[EXERCISE REQUIREMENTS]
(1) In the court judgment excerpt, which court issued the decision under appeal, and on what date?
(2) Please carry on the court judgment excerpt from its final sentence.

[DOCUMENT EXTRACT]
==============================
THE POSITION OF LAW ON THE INTENTION OF THE LEGISLATURE 

The intention of the legislature is not deciphered by a presumptuous speculation of what one thinks the legislature could have meant, but the actual meaning of the words used by the legislature, from which the Court could find their intention. There is no room for speculation, as Courts are avers to speculation.
Where the words of a Statute are clear and unambiguous, it is unnecessary to travel beyond the Act for the purpose of construing them; See ONA V. ATENDA (2000) 5 N.W.L.R PART 656 PAGE 244 AT 256-287 PARAS F-B, P.D.P. V. I.N.E.C. (1999) 11 N.W.L.R PART 262 PAGE 200 AND DYKTRADE V. OMNIA NIG LTD (2000) 12 N.W.L.R PART 680 PAGE 1 AT 9 PARAS F – G.
I am in total agreement with learned counsel for the Respondent in his vehement contention that Courts must give effect to statutes as they are. The intention of the legislature is paramount and discernible only by reference to the words used in the very statutes being interpreted and applied; SEE N.D.I.C. V. OKEM ENT. LTD (2004) 10 NWLR (PT. 880) 107 and AG LAGOS STATE V. AG FEDERATION (2004) 18 NWLR (PT. 904) 1. The words used in the Arbitration and Conciliation Act are plain and simple, and effect has to be given to them in this regard.  PER MUSTAPHA, J.CA.

MOHAMMED MUSTAPHA, J.C.A. (Delivering the Leading Judgment): This appeal is against the decision of the High Court of the FCT dated the 21st of November, 2018 in FCT/HC/CV/3098/17, presided by Hon Justice U.P. Kekemeke appointing Tunyan, SAN as the 2nd arbitrator, following a dispute between the Appellant and the Respondent.

FACTS IN BRIEF:
The Respondent instituted an action against the Appellant at trial by an originating motion on notice dated the 26th of June, 2018; see pages 47 to 81 of the record of appeal. The motion sought for an order of Court appointing an arbitrator for the Appellant, in line with the parties’ agreement at pages 120 to 128 of the record of appeal.

The Appellant filed a counter affidavit in opposition on the 17th of September, 2017, see pages 82 to 100 of the record, in response to which the Respondent filed a further affidavit in support of the originating motion on the 24th of September, 2017, see page 101 of the record of appeal.
==============================
[RAW DATA]

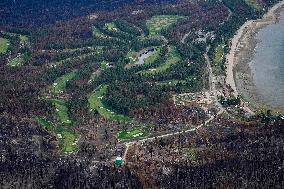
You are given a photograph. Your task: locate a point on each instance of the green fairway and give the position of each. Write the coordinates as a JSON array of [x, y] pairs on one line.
[[98, 33], [61, 110], [25, 40], [95, 102], [67, 140], [44, 122], [219, 56], [4, 44], [160, 22], [173, 58], [171, 82], [60, 84], [16, 62], [132, 57], [104, 65], [111, 26], [151, 59], [132, 134], [255, 4]]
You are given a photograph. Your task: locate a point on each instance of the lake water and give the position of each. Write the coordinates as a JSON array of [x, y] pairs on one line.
[[268, 64]]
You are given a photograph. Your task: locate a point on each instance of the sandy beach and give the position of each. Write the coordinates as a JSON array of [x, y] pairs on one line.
[[238, 74]]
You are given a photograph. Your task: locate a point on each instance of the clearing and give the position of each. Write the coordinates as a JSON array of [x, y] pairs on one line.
[[4, 45], [160, 22], [219, 56], [96, 103], [15, 62], [132, 134], [60, 84], [173, 58], [255, 4]]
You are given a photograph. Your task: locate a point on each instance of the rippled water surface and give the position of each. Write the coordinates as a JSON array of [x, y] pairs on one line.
[[268, 64]]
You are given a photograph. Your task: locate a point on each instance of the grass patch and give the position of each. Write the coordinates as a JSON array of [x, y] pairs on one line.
[[61, 111], [151, 59], [191, 154], [132, 134], [173, 58], [219, 56], [132, 57], [173, 82], [96, 103], [160, 22], [111, 26], [104, 65], [45, 123], [98, 33], [255, 4], [25, 40], [4, 45], [60, 84], [16, 62]]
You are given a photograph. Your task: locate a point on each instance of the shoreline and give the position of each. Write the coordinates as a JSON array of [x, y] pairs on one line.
[[242, 50]]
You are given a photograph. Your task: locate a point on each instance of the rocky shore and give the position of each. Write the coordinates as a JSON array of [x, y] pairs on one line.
[[238, 73]]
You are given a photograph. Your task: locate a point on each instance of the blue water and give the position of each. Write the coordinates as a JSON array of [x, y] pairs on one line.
[[267, 64]]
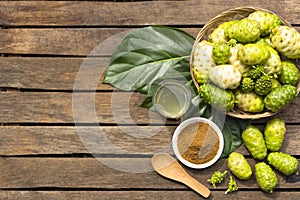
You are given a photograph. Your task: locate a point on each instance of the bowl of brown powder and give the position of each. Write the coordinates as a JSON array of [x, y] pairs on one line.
[[198, 142]]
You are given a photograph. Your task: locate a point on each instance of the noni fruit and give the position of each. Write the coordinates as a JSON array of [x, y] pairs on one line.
[[221, 53], [266, 20], [256, 72], [279, 97], [274, 132], [283, 162], [290, 73], [263, 85], [273, 64], [249, 101], [247, 84], [203, 60], [254, 141], [254, 54], [239, 166], [243, 31], [275, 83], [225, 76], [235, 61], [232, 185], [265, 177], [286, 40], [218, 34], [217, 177], [217, 97]]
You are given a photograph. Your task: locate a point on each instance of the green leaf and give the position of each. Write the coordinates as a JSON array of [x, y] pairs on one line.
[[148, 54]]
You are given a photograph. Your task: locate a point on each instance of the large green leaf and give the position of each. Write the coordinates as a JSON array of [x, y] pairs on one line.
[[147, 54]]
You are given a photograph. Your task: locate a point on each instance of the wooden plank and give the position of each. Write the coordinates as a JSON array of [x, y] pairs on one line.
[[50, 73], [37, 140], [56, 107], [64, 41], [142, 195], [117, 107], [68, 13], [93, 173]]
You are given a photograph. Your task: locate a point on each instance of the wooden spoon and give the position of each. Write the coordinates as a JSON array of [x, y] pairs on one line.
[[167, 166]]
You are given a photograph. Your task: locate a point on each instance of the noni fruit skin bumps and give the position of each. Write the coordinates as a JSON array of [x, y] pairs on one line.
[[239, 166], [263, 85], [283, 162], [225, 76], [249, 101], [267, 21], [286, 40], [217, 97], [221, 53], [203, 60], [289, 74], [254, 141], [265, 177], [244, 30], [279, 97], [274, 132], [254, 54], [218, 34]]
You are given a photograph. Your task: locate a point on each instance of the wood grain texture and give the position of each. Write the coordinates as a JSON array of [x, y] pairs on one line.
[[51, 73], [56, 107], [37, 140], [65, 41], [130, 14], [102, 107], [92, 173], [142, 195]]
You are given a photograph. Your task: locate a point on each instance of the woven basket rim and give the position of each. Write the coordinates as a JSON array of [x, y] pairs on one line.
[[217, 20]]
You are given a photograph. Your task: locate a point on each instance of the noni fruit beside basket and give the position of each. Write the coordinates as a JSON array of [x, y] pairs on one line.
[[252, 59]]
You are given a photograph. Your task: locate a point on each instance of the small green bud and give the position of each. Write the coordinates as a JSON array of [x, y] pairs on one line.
[[217, 177]]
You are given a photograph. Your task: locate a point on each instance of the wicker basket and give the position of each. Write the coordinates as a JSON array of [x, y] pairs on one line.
[[236, 13]]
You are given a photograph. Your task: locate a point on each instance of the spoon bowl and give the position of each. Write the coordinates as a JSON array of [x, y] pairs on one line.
[[167, 166]]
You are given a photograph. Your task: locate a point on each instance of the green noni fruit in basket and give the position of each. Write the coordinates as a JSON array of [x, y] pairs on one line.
[[274, 133], [290, 73], [244, 31], [254, 54], [279, 97], [266, 20], [286, 40], [249, 101]]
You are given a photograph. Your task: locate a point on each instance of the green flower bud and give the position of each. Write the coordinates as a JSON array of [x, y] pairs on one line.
[[274, 133]]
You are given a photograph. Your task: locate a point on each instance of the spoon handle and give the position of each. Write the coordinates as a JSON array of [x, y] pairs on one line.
[[197, 186]]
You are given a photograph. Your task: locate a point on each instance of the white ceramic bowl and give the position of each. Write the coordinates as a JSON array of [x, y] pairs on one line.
[[191, 121]]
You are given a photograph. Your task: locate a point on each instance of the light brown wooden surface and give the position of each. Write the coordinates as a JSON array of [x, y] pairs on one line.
[[45, 154]]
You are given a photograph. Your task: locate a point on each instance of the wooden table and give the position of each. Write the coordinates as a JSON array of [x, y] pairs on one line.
[[49, 143]]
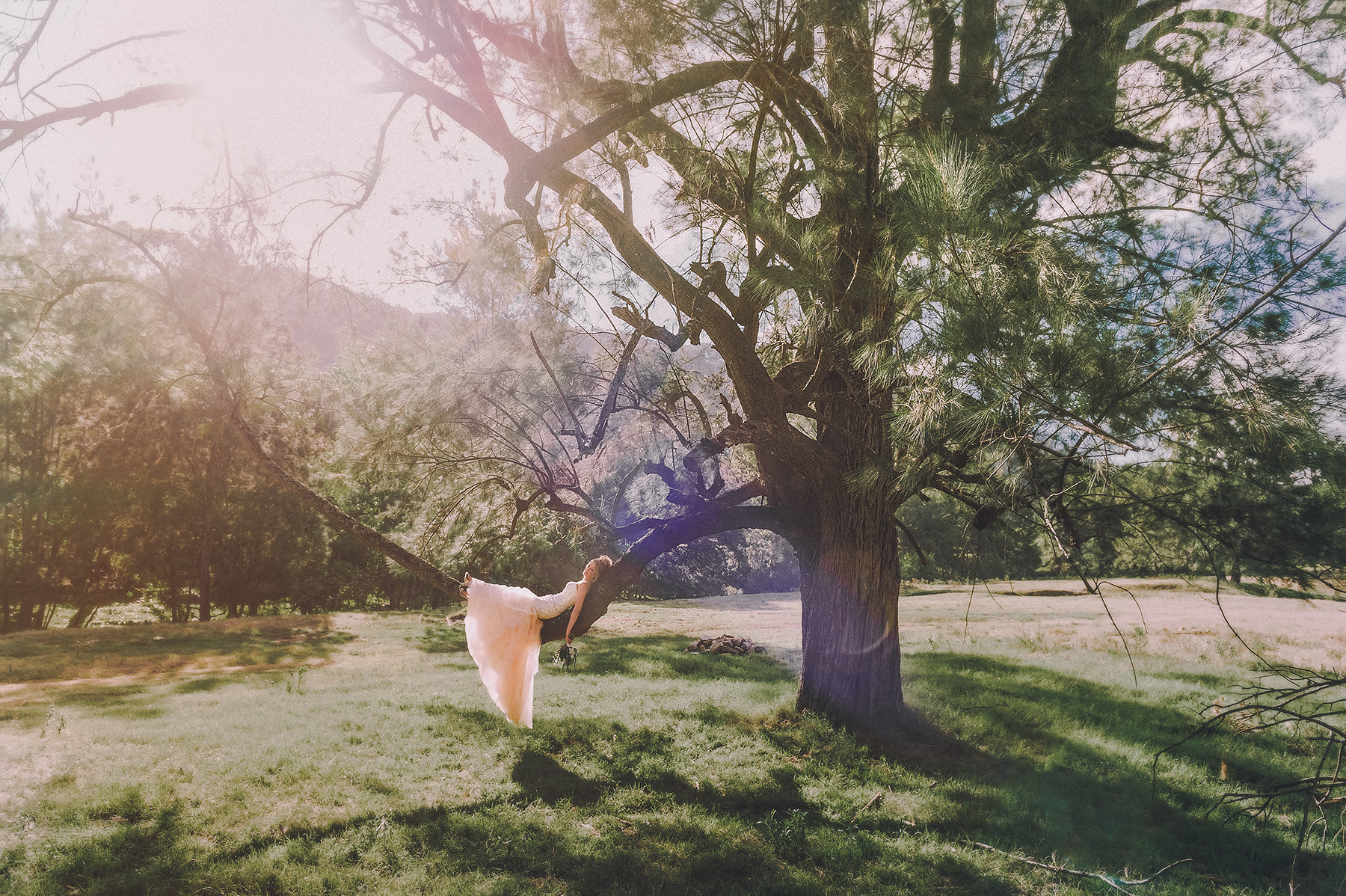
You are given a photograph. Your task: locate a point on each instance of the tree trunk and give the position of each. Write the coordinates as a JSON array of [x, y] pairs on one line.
[[852, 665], [208, 525]]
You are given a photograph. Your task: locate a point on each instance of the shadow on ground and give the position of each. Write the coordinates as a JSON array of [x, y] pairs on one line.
[[728, 803]]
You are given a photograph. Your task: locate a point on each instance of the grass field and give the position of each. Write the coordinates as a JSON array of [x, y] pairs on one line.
[[358, 754]]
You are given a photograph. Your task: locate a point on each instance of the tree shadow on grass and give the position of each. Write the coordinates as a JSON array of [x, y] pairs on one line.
[[1069, 771], [666, 657], [443, 639]]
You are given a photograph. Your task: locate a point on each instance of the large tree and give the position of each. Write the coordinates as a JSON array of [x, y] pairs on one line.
[[984, 249], [976, 248]]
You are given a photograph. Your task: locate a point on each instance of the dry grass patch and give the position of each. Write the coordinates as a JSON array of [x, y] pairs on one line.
[[139, 651]]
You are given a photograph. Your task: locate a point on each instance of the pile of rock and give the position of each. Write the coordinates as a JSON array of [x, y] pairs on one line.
[[725, 645]]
==============================
[ANSWERS TO THE TASKS]
(1) The High Court of the FCT, on the 21st of November, 2018.

(2)
​The Court in its judgment delivered on the 21st of November, 2018 found in favour of the Respondent, appointing the 2nd arbitrator. Dissatisfied with this decision the Appellant appealed by a notice of appeal, first filed on the 7th of December, 2018 later amended on the 26th of April, 2019 on two grounds as follows:-
GROUNDS OF APPEAL
GROUND 1:
The Learned trial Judge erred in law when he held thus:
“… I therefore, adopt my reasoning in the judgment in the said Suit CV/3097/17 delivered on 22/10/18 in this suit. The application succeeds. It is granted as prayed…”
and thereby occasioned a miscarriage of justice.
PARTICULARS OF ERROR
a) The lower Court lacked the jurisdiction to determine the originating motion.
b) The appellant challenged the jurisdiction of the trial Court with respect to the Originating motion.
c) The Court found the appellant’s argument with respect to jurisdiction as lacking in merit in the said Suit No. CV/3097/17 delivered on 22/10/2018.
d) The Notice of reference to and commencement of arbitration as well as Originating motion are fraudulent.
e) Chief Joel David, the Managing Director of DIL Dave Jae International Ltd and a sub contractor to the respondent fraudulently used the respondent’s name to commence the Originating Motion.
f) The evidence of fraud was not challenged, controverted or contradicted by the respondent.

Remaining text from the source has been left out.